_Quoted passage:_
======

Dupe checking was implemented on APRS-IS to reduce bandwidth
requirements (on clients and servers) and to prevent most loops.  The q
algorithm was added to further reduce looping.  Dupe checking was not
put in to mask malfunctioning software or devices.  In fact, wouldn't it
be better to fix the problem instead of someone wondering why their
packets never seem to make it in or why that ack just never seems to get
through because some server artificially duped it out?

I'm sorry for this bit of soapbox, but there has been a lot of comments
on this thread without much motion for _solutions_.  The solution is to
fix the problem IGates, digipeaters, and servers.  The solution is not
to implement 500 different kinds of specialty dupe-checking algorithms
which will only be implemented in a small percentage of servers and
never in the IGates or clients.  Those dupe-check algorithms only mask
malfunctioning devices and potentially make APRS-IS useless due to
eliminating useful packets, etc.

I did not design APRS-IS nor would I have designed it this way.

======

Items from a dataset:
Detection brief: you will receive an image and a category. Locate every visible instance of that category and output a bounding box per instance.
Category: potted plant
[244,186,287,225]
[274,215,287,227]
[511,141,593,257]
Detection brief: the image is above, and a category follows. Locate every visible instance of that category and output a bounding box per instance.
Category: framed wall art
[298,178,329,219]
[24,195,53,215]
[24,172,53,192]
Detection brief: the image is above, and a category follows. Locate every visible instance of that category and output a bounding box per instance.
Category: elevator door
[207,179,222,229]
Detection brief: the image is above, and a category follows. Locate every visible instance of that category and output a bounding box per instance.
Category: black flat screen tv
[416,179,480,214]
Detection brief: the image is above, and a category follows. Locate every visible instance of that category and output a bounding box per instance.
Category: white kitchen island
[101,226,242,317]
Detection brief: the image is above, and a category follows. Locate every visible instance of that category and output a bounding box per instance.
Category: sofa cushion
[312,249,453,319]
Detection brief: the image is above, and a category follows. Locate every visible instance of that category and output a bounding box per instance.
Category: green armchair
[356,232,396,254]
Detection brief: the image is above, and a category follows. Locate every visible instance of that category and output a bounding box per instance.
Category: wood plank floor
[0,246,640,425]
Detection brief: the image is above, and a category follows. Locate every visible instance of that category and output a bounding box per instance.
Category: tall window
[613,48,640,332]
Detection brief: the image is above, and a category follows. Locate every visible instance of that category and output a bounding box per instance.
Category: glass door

======

_Set of tasks:_
a – Answer these questions using the post about APRS-IS dupe checking:
(i) What two purposes was dupe checking implemented on APRS-IS to serve?
(ii) What was added to further reduce looping?
(iii) Which devices and systems does the writer say should be fixed?
b – In the post about APRS-IS dupe checking, rewrite the paragraph beginning "I'm sorry for this bit of soapbox" as a shorter version that keeps its main points.
c – Extract word for word the part of the post about APRS-IS dupe checking that begins at the words "Dupe checking was implemented" and stops after "duped it out?".

_Results of the exercise:_
a –
(i) To reduce bandwidth requirements on clients and servers and to prevent most loops.
(ii) The q algorithm.
(iii) The problem IGates, digipeaters, and servers.

b – The writer apologizes for the soapbox, noting that the thread has had many comments but few solutions. The solution is to fix the problem IGates, digipeaters, and servers. It is not to add many specialty dupe-checking algorithms, which only a small share of servers would use and IGates or clients never would. Such algorithms only mask malfunctioning devices and could make APRS-IS useless by eliminating useful packets.

c –
Dupe checking was implemented on APRS-IS to reduce bandwidth
requirements (on clients and servers) and to prevent most loops.  The q
algorithm was added to further reduce looping.  Dupe checking was not
put in to mask malfunctioning software or devices.  In fact, wouldn't it
be better to fix the problem instead of someone wondering why their
packets never seem to make it in or why that ack just never seems to get
through because some server artificially duped it out?